The material must be repeated exactly, with every line intact.

Input data:
---

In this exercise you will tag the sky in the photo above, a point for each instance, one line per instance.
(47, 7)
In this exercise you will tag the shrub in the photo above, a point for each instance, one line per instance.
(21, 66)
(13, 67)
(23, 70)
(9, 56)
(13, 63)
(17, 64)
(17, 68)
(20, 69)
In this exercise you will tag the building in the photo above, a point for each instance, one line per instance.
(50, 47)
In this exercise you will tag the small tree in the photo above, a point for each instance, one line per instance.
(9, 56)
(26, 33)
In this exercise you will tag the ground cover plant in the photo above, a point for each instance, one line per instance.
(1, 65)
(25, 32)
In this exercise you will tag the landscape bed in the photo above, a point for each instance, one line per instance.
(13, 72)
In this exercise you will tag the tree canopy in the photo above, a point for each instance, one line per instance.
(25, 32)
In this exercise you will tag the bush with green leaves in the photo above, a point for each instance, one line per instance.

---

Written response:
In this exercise you will tag the sky in the photo above, a point for each instance, one line per instance.
(47, 7)
In this exercise you will tag the shrub in the photo above, a point for each instance, one line per instance.
(21, 66)
(13, 67)
(23, 70)
(9, 56)
(13, 63)
(17, 64)
(17, 68)
(20, 69)
In this exercise you will tag the building in the photo above, a point for each instance, one line per instance.
(50, 47)
In this exercise you will tag the small tree in the photo above, a point for each instance, one line per instance.
(9, 56)
(26, 33)
In this exercise you will tag the ground cover plant in the photo above, a point for each instance, one line per instance.
(1, 65)
(25, 32)
In this exercise you will tag the landscape bed in the photo above, a point for each instance, one line per instance.
(13, 72)
In this exercise you will tag the tree canopy in the photo above, a point for each instance, one line per instance.
(25, 32)
In this exercise you will tag the bush with green leaves in the photo above, a point for each instance, one line per instance.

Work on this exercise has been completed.